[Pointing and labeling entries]
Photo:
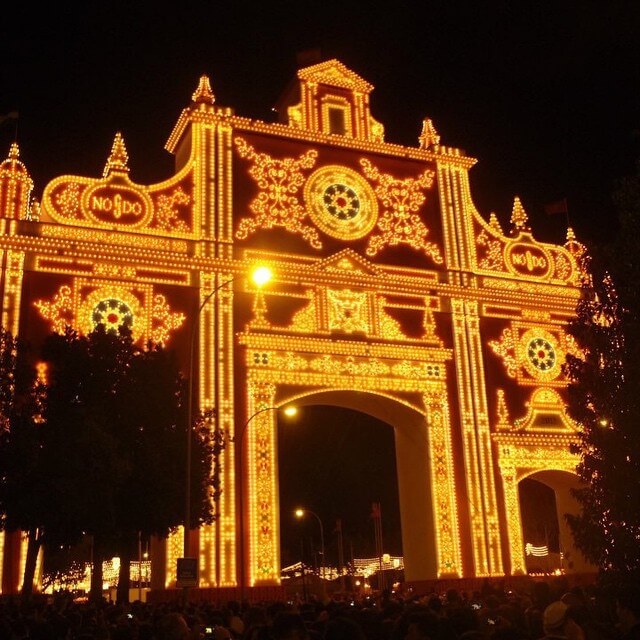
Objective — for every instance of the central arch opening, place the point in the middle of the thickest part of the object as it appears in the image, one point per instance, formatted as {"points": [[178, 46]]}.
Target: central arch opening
{"points": [[348, 456], [337, 462]]}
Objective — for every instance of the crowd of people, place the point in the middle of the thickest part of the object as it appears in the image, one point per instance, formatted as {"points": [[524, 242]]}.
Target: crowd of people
{"points": [[541, 614]]}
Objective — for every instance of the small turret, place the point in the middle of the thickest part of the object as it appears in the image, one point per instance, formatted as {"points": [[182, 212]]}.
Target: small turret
{"points": [[519, 218], [15, 187], [118, 159]]}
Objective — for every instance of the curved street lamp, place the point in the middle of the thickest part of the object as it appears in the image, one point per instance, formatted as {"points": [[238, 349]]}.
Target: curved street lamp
{"points": [[300, 513], [260, 276], [289, 411]]}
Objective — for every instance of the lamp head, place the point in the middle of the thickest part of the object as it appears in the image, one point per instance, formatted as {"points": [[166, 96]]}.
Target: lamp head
{"points": [[261, 276]]}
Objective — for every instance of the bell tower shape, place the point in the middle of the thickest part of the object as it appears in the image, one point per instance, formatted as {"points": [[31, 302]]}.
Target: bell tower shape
{"points": [[331, 99]]}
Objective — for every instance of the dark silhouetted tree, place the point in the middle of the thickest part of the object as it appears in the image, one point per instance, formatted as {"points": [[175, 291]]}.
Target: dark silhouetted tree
{"points": [[604, 398], [21, 503]]}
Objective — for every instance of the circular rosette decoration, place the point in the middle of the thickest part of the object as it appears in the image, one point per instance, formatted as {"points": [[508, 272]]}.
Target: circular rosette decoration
{"points": [[112, 308], [541, 355], [113, 314], [341, 202]]}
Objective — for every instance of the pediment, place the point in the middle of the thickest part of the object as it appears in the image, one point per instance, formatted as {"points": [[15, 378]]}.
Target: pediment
{"points": [[546, 413], [349, 261], [335, 74]]}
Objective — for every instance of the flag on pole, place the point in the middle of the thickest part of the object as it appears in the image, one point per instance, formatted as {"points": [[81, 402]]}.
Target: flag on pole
{"points": [[12, 115], [559, 206]]}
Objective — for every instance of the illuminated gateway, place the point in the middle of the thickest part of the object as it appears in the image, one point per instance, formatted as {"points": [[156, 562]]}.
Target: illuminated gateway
{"points": [[391, 295]]}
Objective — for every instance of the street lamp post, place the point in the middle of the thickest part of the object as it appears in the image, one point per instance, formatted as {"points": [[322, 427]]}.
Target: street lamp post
{"points": [[300, 513], [288, 411], [260, 276]]}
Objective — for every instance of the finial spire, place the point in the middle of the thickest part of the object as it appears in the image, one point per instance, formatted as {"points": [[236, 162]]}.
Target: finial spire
{"points": [[519, 216], [203, 94], [494, 223], [429, 136], [119, 158]]}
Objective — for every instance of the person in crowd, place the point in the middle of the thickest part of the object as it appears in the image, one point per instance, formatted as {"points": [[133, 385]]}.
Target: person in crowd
{"points": [[628, 612], [557, 623]]}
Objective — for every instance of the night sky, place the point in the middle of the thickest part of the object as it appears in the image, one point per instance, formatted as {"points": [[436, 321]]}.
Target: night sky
{"points": [[545, 95]]}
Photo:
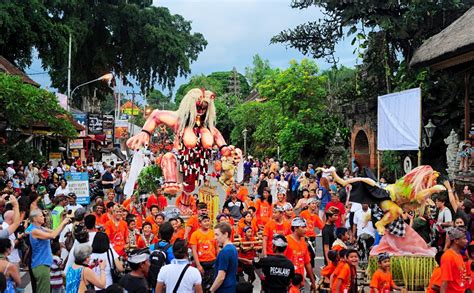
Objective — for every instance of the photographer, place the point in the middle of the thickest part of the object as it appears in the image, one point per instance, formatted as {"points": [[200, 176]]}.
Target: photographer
{"points": [[42, 256], [15, 222]]}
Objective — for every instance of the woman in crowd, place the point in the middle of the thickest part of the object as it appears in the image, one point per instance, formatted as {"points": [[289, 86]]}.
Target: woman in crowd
{"points": [[80, 276], [11, 272], [103, 252]]}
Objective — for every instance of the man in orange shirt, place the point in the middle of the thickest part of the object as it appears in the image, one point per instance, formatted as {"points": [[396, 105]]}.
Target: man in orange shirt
{"points": [[193, 222], [345, 279], [297, 250], [205, 251], [277, 225], [98, 213], [117, 230], [453, 268], [178, 230], [109, 214]]}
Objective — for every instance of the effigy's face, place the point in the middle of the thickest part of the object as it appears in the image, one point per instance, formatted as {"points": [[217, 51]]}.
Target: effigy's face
{"points": [[201, 107]]}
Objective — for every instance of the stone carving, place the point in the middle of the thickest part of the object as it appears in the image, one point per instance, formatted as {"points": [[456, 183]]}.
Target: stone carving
{"points": [[452, 141]]}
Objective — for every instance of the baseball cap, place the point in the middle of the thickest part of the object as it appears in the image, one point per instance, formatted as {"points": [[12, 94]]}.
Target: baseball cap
{"points": [[139, 256], [298, 222], [278, 208], [279, 240]]}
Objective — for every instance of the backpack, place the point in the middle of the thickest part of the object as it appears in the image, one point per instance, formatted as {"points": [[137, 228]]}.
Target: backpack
{"points": [[158, 258]]}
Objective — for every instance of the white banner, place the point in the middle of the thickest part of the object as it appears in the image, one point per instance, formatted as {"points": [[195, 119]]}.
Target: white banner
{"points": [[399, 121], [78, 182]]}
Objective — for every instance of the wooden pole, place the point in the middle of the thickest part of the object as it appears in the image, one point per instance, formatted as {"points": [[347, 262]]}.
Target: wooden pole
{"points": [[467, 105]]}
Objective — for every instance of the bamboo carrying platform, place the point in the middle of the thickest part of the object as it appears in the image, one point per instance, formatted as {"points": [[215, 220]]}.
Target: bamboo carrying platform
{"points": [[411, 272]]}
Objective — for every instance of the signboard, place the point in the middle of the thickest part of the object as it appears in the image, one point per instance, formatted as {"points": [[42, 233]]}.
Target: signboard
{"points": [[407, 165], [55, 156], [81, 119], [62, 99], [76, 144], [108, 124], [95, 124], [399, 121], [121, 129], [78, 182]]}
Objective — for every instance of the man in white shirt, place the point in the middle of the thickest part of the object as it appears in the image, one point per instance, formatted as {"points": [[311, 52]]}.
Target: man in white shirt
{"points": [[10, 170], [170, 274], [363, 225], [14, 257]]}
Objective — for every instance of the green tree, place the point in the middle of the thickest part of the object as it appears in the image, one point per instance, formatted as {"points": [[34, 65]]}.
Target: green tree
{"points": [[258, 71], [131, 38], [23, 105], [293, 117], [157, 100]]}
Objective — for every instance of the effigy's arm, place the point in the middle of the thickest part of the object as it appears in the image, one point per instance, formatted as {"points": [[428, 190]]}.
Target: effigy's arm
{"points": [[218, 138], [157, 117]]}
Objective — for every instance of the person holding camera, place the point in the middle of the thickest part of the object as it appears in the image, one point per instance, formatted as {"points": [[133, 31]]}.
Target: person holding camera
{"points": [[41, 254]]}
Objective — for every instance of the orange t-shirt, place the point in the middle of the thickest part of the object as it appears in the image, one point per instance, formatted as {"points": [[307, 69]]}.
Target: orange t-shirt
{"points": [[177, 235], [382, 281], [297, 253], [241, 225], [205, 245], [264, 211], [154, 227], [434, 280], [192, 222], [117, 235], [141, 241], [272, 228], [344, 273], [294, 289], [453, 270], [138, 216], [312, 220], [105, 218], [328, 270], [98, 219]]}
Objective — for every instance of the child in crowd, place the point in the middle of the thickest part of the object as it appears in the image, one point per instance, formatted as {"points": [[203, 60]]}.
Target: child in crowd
{"points": [[328, 270], [382, 280], [342, 237], [57, 267], [247, 252], [296, 284], [435, 280], [345, 279]]}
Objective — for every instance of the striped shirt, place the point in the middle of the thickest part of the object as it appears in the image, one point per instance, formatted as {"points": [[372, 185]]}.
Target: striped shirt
{"points": [[56, 273]]}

• _What is required_: Can you retype the material word for word, starting at the line that contains "Objective — for every instance of the person holding" and ending with the last line of the material?

• _Worked answer_:
Objective — for every instance of the person holding camera, place the point in the middle of the thickest part of the object as it appears in the image, one point per instance, formatted as {"points": [[133, 31]]}.
Target: person holding camera
{"points": [[41, 254]]}
Objective — for every instance of the orange t-shirt, place the point in the middle of the thickest part of the object as it appears in the image, one point per instance, formatted as {"points": [[307, 69]]}.
Target: orange t-shirt
{"points": [[177, 235], [382, 281], [297, 253], [241, 225], [205, 245], [264, 211], [154, 227], [434, 280], [192, 222], [117, 235], [141, 241], [272, 228], [344, 273], [294, 289], [453, 270], [138, 216], [312, 220], [105, 218], [328, 270], [98, 219]]}
Objective — for every instance of the child in crowd, place the point in the middle of the thickest part of the object as it appears in the image, one point per instance, formatted as {"points": [[203, 60]]}.
Target: child in crowd
{"points": [[328, 270], [382, 280], [342, 237], [57, 267], [247, 252], [296, 284], [435, 280], [345, 279]]}
Objective — for every instance of the striped shirt, place the point in the middle of the thickest part of the object as it appears in the image, one point per instance, formatted as {"points": [[372, 185]]}.
Target: striped shirt
{"points": [[56, 273]]}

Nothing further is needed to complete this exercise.